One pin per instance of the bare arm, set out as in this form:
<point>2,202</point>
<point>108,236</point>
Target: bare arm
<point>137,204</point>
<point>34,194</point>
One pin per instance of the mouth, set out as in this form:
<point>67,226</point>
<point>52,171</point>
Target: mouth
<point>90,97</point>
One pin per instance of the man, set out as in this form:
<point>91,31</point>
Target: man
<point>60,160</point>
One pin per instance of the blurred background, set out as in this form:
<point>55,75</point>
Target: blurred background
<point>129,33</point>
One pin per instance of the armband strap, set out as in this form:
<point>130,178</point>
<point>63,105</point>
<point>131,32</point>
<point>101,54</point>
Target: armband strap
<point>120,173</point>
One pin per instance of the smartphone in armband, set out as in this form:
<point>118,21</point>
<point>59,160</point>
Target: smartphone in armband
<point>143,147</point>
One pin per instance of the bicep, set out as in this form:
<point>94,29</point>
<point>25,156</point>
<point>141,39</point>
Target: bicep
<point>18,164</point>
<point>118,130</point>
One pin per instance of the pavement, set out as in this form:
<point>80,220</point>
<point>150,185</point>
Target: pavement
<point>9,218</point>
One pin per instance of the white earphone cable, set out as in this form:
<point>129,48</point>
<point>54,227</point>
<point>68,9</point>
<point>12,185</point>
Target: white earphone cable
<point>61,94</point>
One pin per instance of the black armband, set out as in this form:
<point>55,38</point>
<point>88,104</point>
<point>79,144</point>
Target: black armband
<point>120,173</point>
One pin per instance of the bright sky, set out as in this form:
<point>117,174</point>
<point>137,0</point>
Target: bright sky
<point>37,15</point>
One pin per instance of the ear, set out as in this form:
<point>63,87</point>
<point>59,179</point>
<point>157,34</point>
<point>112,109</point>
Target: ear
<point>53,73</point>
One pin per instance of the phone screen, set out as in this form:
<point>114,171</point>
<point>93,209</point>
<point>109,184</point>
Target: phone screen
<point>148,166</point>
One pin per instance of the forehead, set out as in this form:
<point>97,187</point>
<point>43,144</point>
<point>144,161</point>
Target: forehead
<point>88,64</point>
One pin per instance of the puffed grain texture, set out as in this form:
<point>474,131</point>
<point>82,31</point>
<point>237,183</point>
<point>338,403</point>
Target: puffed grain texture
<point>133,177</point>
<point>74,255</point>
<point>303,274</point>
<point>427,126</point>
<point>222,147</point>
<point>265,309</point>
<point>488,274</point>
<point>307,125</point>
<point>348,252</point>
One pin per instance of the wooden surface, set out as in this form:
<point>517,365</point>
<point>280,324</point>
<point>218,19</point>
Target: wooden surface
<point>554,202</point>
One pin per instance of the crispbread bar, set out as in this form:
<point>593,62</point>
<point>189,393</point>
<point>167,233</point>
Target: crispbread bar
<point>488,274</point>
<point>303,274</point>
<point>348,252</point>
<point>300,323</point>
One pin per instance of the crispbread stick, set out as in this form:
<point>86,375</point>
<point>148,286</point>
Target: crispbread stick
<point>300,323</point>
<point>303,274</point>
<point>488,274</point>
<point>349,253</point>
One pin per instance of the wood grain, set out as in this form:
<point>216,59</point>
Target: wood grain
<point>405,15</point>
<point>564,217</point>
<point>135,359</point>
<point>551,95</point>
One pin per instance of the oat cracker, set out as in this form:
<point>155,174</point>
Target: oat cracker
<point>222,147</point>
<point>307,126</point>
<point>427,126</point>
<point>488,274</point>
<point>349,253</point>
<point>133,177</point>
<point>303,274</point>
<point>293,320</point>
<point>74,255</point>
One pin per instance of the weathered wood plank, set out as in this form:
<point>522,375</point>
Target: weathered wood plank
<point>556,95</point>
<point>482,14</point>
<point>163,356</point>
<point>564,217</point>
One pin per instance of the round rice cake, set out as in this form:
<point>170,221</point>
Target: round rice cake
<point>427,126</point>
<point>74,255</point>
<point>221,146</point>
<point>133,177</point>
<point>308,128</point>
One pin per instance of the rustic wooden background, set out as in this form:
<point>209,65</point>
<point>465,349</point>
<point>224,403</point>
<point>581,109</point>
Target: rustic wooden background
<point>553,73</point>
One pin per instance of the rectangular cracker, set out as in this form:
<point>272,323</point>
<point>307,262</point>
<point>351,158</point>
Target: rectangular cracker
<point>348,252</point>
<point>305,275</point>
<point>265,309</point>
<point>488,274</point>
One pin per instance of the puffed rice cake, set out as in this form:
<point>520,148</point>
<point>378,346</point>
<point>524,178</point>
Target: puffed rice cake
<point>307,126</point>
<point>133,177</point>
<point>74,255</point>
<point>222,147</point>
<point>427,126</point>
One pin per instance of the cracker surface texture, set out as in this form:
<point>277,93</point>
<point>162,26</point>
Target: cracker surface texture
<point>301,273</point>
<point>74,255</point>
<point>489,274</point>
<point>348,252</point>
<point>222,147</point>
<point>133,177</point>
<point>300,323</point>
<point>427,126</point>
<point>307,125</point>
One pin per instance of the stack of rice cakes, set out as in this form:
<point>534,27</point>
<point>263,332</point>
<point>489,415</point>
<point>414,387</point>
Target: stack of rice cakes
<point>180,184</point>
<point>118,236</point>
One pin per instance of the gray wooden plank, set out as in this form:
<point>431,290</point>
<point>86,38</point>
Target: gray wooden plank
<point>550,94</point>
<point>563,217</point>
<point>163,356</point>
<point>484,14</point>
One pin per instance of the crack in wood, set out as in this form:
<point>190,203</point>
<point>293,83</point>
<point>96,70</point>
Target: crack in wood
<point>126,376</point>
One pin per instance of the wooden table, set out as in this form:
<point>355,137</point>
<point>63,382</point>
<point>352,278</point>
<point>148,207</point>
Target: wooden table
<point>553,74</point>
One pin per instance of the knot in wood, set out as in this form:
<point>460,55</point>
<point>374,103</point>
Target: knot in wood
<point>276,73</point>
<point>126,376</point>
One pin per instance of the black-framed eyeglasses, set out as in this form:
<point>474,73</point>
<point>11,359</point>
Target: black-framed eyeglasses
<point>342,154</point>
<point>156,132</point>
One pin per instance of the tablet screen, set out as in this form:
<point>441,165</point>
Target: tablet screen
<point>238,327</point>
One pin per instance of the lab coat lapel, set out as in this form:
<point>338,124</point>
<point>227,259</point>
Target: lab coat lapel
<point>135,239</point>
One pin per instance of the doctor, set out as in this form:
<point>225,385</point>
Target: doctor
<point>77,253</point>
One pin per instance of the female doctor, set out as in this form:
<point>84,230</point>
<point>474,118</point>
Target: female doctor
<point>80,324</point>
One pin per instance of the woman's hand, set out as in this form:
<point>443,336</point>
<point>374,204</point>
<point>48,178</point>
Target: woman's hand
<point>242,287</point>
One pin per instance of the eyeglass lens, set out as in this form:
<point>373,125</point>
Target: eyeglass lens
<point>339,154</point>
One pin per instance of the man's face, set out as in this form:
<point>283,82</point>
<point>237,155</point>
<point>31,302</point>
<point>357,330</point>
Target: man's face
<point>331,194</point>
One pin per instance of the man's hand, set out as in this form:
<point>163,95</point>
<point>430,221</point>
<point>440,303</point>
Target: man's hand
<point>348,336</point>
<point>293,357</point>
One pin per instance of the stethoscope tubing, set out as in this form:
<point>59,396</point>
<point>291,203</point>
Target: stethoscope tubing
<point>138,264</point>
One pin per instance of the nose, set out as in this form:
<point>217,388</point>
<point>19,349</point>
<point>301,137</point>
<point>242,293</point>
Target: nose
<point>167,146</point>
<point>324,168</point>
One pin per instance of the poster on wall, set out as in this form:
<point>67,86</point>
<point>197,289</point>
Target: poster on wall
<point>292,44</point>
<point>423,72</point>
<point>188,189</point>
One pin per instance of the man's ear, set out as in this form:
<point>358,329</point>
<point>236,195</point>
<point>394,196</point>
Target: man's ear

▶ [Task item] Go through the entries above and reproduce each one exactly.

▶ [The completed task]
One pin per instance of the bare arm, set out as in this form:
<point>2,202</point>
<point>108,236</point>
Target: bare arm
<point>137,204</point>
<point>34,194</point>
One pin per instance of the mouth, set out as in this form:
<point>67,226</point>
<point>52,171</point>
Target: mouth
<point>90,97</point>
One pin per instance of the man, set out as in this form:
<point>91,31</point>
Target: man
<point>60,160</point>
One pin per instance of the blurred background, set out as in this form:
<point>55,75</point>
Target: blurred background
<point>129,33</point>
One pin per instance of the armband strap, set out as in this form:
<point>130,178</point>
<point>63,105</point>
<point>131,32</point>
<point>101,54</point>
Target: armband strap
<point>120,173</point>
One pin per instance of the smartphone in armband, set out as in this form:
<point>118,21</point>
<point>59,160</point>
Target: smartphone in armband
<point>143,147</point>
One pin per instance of the bicep, set out as in this form:
<point>94,29</point>
<point>25,156</point>
<point>141,39</point>
Target: bicep
<point>18,164</point>
<point>118,130</point>
One pin per instance of the pavement, set out as in this form:
<point>80,220</point>
<point>150,185</point>
Target: pavement
<point>9,218</point>
One pin per instance of the white earphone cable, set out as in this form:
<point>129,48</point>
<point>54,227</point>
<point>68,9</point>
<point>12,185</point>
Target: white earphone cable
<point>61,94</point>
One pin per instance of the black armband, set out as in this form:
<point>55,38</point>
<point>88,104</point>
<point>79,144</point>
Target: black armband
<point>120,173</point>
One pin per instance of the bright sky, set out as in this form:
<point>117,174</point>
<point>137,0</point>
Target: bright sky
<point>37,15</point>
One pin per instance of the ear, set out as in this form:
<point>63,87</point>
<point>59,179</point>
<point>157,34</point>
<point>112,109</point>
Target: ear
<point>53,73</point>
One pin per instance of the phone screen, set out as in this form:
<point>114,171</point>
<point>93,209</point>
<point>109,184</point>
Target: phone screen
<point>148,166</point>
One pin per instance of the forehead, set out as in this form:
<point>97,187</point>
<point>43,144</point>
<point>144,161</point>
Target: forehead
<point>88,64</point>
One pin per instance of the puffed grain texture, set out as in this form:
<point>474,131</point>
<point>82,31</point>
<point>237,183</point>
<point>338,403</point>
Target: puffed grain texture
<point>133,177</point>
<point>74,255</point>
<point>303,274</point>
<point>427,126</point>
<point>222,147</point>
<point>265,309</point>
<point>488,274</point>
<point>307,125</point>
<point>348,252</point>
One pin per instance of the wooden surface, set out as in this form:
<point>517,365</point>
<point>280,324</point>
<point>218,19</point>
Target: wooden surface
<point>554,202</point>
One pin per instance of the crispbread bar, set out as in this form:
<point>593,62</point>
<point>189,393</point>
<point>167,233</point>
Target: crispbread bar
<point>488,274</point>
<point>303,274</point>
<point>348,252</point>
<point>300,323</point>
One pin per instance of the crispbread stick, set out as in this form:
<point>86,375</point>
<point>148,286</point>
Target: crispbread stick
<point>300,323</point>
<point>303,274</point>
<point>488,274</point>
<point>349,253</point>
One pin per instance of the wood grain, set out as in this form:
<point>216,59</point>
Target: wood grain
<point>405,15</point>
<point>564,217</point>
<point>135,359</point>
<point>551,95</point>
One pin per instance of the oat cracker, set out as in this form:
<point>155,174</point>
Target: oat cracker
<point>222,147</point>
<point>307,126</point>
<point>427,126</point>
<point>488,274</point>
<point>349,253</point>
<point>133,177</point>
<point>303,274</point>
<point>293,320</point>
<point>74,255</point>
One pin per instance of the weathered wood plank, set out as in this form:
<point>522,375</point>
Target: weathered wood plank
<point>556,95</point>
<point>482,14</point>
<point>163,356</point>
<point>564,217</point>
One pin per instance of the round rice cake, set out as in this form:
<point>170,221</point>
Target: round rice cake
<point>427,126</point>
<point>74,255</point>
<point>221,146</point>
<point>133,177</point>
<point>308,128</point>
One pin per instance of the rustic wooden background, set out as in this form:
<point>209,65</point>
<point>465,349</point>
<point>224,403</point>
<point>581,109</point>
Target: rustic wooden background
<point>553,73</point>
One pin per instance of the rectangular cracker, set out as in this form:
<point>272,323</point>
<point>307,262</point>
<point>351,158</point>
Target: rectangular cracker
<point>348,252</point>
<point>305,275</point>
<point>265,309</point>
<point>488,274</point>
One pin per instance of the puffed rice cake, set out as in this form:
<point>520,148</point>
<point>378,346</point>
<point>524,178</point>
Target: puffed rice cake
<point>307,126</point>
<point>133,177</point>
<point>74,255</point>
<point>222,147</point>
<point>427,126</point>
One pin per instance of the cracker surface texture, set out as in this form:
<point>277,93</point>
<point>162,26</point>
Target: cracker surface texture
<point>301,273</point>
<point>74,255</point>
<point>489,274</point>
<point>348,252</point>
<point>222,147</point>
<point>133,177</point>
<point>300,323</point>
<point>427,126</point>
<point>307,125</point>
One pin per instance of the stack of rice cakes, set out as in this form:
<point>534,27</point>
<point>263,332</point>
<point>489,415</point>
<point>414,387</point>
Target: stack of rice cakes
<point>180,184</point>
<point>118,236</point>
One pin per instance of the gray wooden plank, set out as in this form:
<point>431,290</point>
<point>86,38</point>
Target: gray wooden plank
<point>550,94</point>
<point>563,217</point>
<point>163,356</point>
<point>484,14</point>
One pin per instance of the crack in wood, set out as in this form:
<point>190,203</point>
<point>293,83</point>
<point>96,70</point>
Target: crack in wood
<point>126,376</point>
One pin per instance of the wooden table, set out as in this form:
<point>355,137</point>
<point>63,382</point>
<point>352,278</point>
<point>148,207</point>
Target: wooden table
<point>553,74</point>
One pin per instance of the knot in wood, set out as in this form:
<point>460,55</point>
<point>374,103</point>
Target: knot in wood
<point>276,73</point>
<point>126,376</point>
One pin per instance of the black-framed eyeglasses, set out as in this form:
<point>474,73</point>
<point>11,359</point>
Target: black-framed eyeglasses
<point>342,154</point>
<point>156,132</point>
One pin per instance of the tablet screen, set out as in this form:
<point>441,165</point>
Target: tablet screen
<point>238,327</point>
One pin per instance of the lab coat lapel, set out as in this form:
<point>338,124</point>
<point>227,259</point>
Target: lab coat lapel
<point>135,239</point>
One pin per instance of the doctor, set out as in this form:
<point>225,385</point>
Target: doctor
<point>77,253</point>
One pin per instance of the female doctor, set out as in this form:
<point>84,230</point>
<point>474,118</point>
Target: female doctor
<point>80,324</point>
One pin per instance of the woman's hand, set out as in this form:
<point>443,336</point>
<point>374,204</point>
<point>48,178</point>
Target: woman's hand
<point>242,287</point>
One pin per instance of the eyeglass lens, set out as in this form:
<point>373,125</point>
Target: eyeglass lens
<point>339,154</point>
One pin per instance of the man's face, set out as in this form:
<point>283,82</point>
<point>237,155</point>
<point>31,302</point>
<point>357,330</point>
Target: man's face
<point>331,194</point>
One pin per instance of the man's hand, set out as in this form:
<point>163,95</point>
<point>430,221</point>
<point>440,303</point>
Target: man's hand
<point>348,336</point>
<point>293,357</point>
One pin per instance of the stethoscope tubing, set out as in this form:
<point>59,396</point>
<point>291,203</point>
Target: stethoscope tubing
<point>138,264</point>
One pin per instance of the nose, set out as in this form:
<point>217,388</point>
<point>19,349</point>
<point>301,137</point>
<point>242,293</point>
Target: nose
<point>167,146</point>
<point>324,168</point>
One pin per instance of the poster on wall, set out as in this form:
<point>67,86</point>
<point>197,289</point>
Target: poster on wall
<point>292,44</point>
<point>423,72</point>
<point>188,189</point>
One pin per instance of the man's ear, set out as in this form:
<point>358,329</point>
<point>236,195</point>
<point>394,196</point>
Target: man's ear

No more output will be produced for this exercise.